# [What is expected]
Please write out the material below exactly as given.

# [Task input]
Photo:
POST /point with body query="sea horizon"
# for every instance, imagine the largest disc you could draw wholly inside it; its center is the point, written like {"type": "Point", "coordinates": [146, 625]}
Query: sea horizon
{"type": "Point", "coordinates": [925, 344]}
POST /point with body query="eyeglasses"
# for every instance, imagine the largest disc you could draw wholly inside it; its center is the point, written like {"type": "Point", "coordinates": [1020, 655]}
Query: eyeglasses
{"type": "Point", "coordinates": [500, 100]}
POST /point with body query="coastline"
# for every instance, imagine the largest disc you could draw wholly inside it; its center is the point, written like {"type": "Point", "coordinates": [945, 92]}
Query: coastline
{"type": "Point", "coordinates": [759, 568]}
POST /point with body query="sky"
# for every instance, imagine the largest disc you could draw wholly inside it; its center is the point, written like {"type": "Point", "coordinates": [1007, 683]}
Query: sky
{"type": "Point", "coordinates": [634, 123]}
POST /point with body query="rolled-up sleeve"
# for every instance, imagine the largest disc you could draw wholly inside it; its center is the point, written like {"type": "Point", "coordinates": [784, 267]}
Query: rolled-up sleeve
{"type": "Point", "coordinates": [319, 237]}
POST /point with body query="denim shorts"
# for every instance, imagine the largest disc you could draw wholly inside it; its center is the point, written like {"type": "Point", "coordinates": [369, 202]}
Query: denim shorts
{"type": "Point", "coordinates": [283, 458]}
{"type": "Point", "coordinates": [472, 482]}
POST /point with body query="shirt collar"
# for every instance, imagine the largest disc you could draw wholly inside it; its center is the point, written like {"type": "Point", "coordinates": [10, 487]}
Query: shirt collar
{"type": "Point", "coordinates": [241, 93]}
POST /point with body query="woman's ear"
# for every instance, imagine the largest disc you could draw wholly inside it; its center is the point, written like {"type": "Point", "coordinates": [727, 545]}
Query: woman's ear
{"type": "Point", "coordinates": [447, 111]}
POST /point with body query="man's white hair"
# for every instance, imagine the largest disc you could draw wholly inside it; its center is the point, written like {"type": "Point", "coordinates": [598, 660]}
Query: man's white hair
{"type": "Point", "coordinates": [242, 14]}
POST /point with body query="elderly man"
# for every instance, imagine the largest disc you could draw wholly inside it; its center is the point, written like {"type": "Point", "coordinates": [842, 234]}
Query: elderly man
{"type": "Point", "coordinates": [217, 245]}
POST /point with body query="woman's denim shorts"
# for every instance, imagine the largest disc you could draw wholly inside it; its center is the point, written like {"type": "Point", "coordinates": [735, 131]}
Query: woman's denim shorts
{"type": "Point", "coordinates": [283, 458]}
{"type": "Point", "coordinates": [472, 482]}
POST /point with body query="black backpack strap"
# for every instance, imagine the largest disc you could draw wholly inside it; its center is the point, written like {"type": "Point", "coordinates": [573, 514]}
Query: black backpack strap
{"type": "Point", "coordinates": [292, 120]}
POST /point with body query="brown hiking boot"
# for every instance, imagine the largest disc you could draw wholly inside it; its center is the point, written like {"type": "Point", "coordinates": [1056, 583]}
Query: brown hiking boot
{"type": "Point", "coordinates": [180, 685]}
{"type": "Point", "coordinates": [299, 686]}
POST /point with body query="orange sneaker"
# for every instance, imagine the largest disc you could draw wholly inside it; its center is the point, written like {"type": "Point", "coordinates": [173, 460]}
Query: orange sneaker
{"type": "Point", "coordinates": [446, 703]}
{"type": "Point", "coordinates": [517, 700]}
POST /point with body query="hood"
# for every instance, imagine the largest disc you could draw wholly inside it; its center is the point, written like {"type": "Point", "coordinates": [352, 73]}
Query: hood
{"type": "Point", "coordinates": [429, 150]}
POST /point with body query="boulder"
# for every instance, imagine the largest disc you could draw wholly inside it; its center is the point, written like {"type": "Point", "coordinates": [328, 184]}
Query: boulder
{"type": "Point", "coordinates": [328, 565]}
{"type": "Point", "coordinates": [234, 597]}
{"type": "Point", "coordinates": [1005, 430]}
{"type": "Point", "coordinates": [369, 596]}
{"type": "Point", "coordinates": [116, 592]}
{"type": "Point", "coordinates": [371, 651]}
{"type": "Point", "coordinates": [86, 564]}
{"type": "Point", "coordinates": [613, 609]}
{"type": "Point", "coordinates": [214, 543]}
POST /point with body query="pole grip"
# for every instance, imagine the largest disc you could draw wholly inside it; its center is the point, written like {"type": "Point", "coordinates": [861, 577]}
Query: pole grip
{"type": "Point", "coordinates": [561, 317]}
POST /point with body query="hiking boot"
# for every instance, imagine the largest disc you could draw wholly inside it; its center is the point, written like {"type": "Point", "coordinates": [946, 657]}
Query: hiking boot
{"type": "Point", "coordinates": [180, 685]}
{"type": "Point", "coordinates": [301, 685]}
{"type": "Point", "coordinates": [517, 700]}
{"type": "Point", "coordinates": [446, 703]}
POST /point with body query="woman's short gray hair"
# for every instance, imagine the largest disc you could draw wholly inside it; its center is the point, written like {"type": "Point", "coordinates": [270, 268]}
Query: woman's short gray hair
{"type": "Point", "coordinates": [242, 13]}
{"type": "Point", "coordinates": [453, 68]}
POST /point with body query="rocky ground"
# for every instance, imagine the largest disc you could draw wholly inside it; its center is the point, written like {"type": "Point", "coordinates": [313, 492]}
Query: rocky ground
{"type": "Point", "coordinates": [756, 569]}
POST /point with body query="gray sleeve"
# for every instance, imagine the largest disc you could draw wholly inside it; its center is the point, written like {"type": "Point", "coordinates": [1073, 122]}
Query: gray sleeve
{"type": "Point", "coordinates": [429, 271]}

# [Finished exercise]
Photo:
POST /point with body query="sea horizon"
# for every instance, imagine the largest disc you could draw wholly inside it; its center is the point, written like {"type": "Point", "coordinates": [146, 625]}
Query: sea horizon
{"type": "Point", "coordinates": [925, 344]}
POST /point with body query="eyeglasses"
# for every instance, imagine the largest disc you could draw wholly inside it; its center is the point, written like {"type": "Point", "coordinates": [1020, 655]}
Query: eyeglasses
{"type": "Point", "coordinates": [500, 100]}
POST /point with body query="coastline"
# for every instance, imagine the largest disc you could draw wholly inside it; its center is the point, written like {"type": "Point", "coordinates": [945, 92]}
Query: coastline
{"type": "Point", "coordinates": [759, 568]}
POST /point with body query="sky"
# for every instance, imagine the largest disc you could draw wholly inside it; its center is the point, written like {"type": "Point", "coordinates": [1007, 683]}
Query: sky
{"type": "Point", "coordinates": [634, 123]}
POST /point with body query="rolled-up sleeve"
# for every instance, imagine the largest disc you could draw wholly inside it; its center is the point, written like {"type": "Point", "coordinates": [784, 267]}
Query: rolled-up sleeve
{"type": "Point", "coordinates": [319, 237]}
POST /point with body query="denim shorts"
# for every instance, imagine the largest disc you could draw wholly inside it; its center is the point, written like {"type": "Point", "coordinates": [369, 202]}
Query: denim shorts
{"type": "Point", "coordinates": [283, 458]}
{"type": "Point", "coordinates": [472, 482]}
POST /point with body query="shirt collar"
# for every instance, imagine the largest disc you could draw wholly inside it; its center is the point, written like {"type": "Point", "coordinates": [10, 487]}
Query: shirt collar
{"type": "Point", "coordinates": [241, 93]}
POST /point with body query="woman's ear"
# for every instance, imagine the largest disc you could draw wholly inside it; its center is the point, written like {"type": "Point", "coordinates": [727, 545]}
Query: woman's ear
{"type": "Point", "coordinates": [447, 111]}
POST /point with body query="man's white hair"
# for every instance, imagine the largest disc you could draw wholly inside it; its center is the point, written like {"type": "Point", "coordinates": [598, 660]}
Query: man's white hair
{"type": "Point", "coordinates": [242, 14]}
POST /point with body query="elderly man"
# for every instance, imagine the largest disc you could draw wholly inside it; its center is the point, written like {"type": "Point", "coordinates": [842, 234]}
Query: elderly man
{"type": "Point", "coordinates": [217, 245]}
POST /point with body query="woman's denim shorts"
# for every instance, imagine the largest disc you could draw wholly inside it; its center is the point, written like {"type": "Point", "coordinates": [735, 131]}
Query: woman's denim shorts
{"type": "Point", "coordinates": [283, 458]}
{"type": "Point", "coordinates": [472, 482]}
POST /point with body query="black backpack strap"
# for every instance, imagine the largest disc you could draw wholly inside it; its center is the point, written like {"type": "Point", "coordinates": [573, 514]}
Query: black backpack strap
{"type": "Point", "coordinates": [292, 120]}
POST /point with body query="brown hiking boot"
# for every instance, imagine the largest disc you could draw wholly inside it; its center is the point, written like {"type": "Point", "coordinates": [1056, 583]}
Query: brown hiking boot
{"type": "Point", "coordinates": [180, 685]}
{"type": "Point", "coordinates": [299, 686]}
POST /point with body query="orange sneaker"
# for every instance, imagine the largest disc you could draw wholly inside it; its center is the point, written like {"type": "Point", "coordinates": [173, 460]}
Query: orange sneaker
{"type": "Point", "coordinates": [446, 703]}
{"type": "Point", "coordinates": [517, 700]}
POST /point with body query="hood"
# for every instance, imagine the largest disc you could draw wholly inside it; its center is the point, written like {"type": "Point", "coordinates": [352, 73]}
Query: hood
{"type": "Point", "coordinates": [429, 150]}
POST /point with body query="boulder"
# for every instance, imagine the largest disc you could draw wholly inside it; its center is the point, written like {"type": "Point", "coordinates": [328, 184]}
Query: boulder
{"type": "Point", "coordinates": [328, 565]}
{"type": "Point", "coordinates": [234, 597]}
{"type": "Point", "coordinates": [1005, 430]}
{"type": "Point", "coordinates": [369, 596]}
{"type": "Point", "coordinates": [116, 592]}
{"type": "Point", "coordinates": [371, 651]}
{"type": "Point", "coordinates": [86, 564]}
{"type": "Point", "coordinates": [613, 609]}
{"type": "Point", "coordinates": [214, 543]}
POST /point with body query="pole grip"
# for every instance, imagine the largest disc you could draw wholly inside it; its center is the point, written like {"type": "Point", "coordinates": [861, 577]}
Query: pole grip
{"type": "Point", "coordinates": [561, 317]}
POST /point with body query="hiking boot"
# for every instance, imagine the largest disc you could draw wholly inside it; its center is the point, written like {"type": "Point", "coordinates": [946, 657]}
Query: hiking boot
{"type": "Point", "coordinates": [180, 685]}
{"type": "Point", "coordinates": [301, 685]}
{"type": "Point", "coordinates": [517, 700]}
{"type": "Point", "coordinates": [446, 703]}
POST /point with body query="woman's short gray hair"
# for every instance, imagine the largest disc you could draw wholly inside it; its center is the point, written like {"type": "Point", "coordinates": [270, 268]}
Query: woman's short gray hair
{"type": "Point", "coordinates": [242, 13]}
{"type": "Point", "coordinates": [453, 68]}
POST /point with body query="rocky ground"
# for every instance, imagine the largest disc you could draw wholly inside it; its center is the point, written like {"type": "Point", "coordinates": [313, 492]}
Query: rocky ground
{"type": "Point", "coordinates": [756, 569]}
POST /point with body query="gray sleeve"
# for every instance, imagine the largest disc you could draw wholly inside it; its center is the point, written like {"type": "Point", "coordinates": [1073, 122]}
Query: gray sleeve
{"type": "Point", "coordinates": [429, 271]}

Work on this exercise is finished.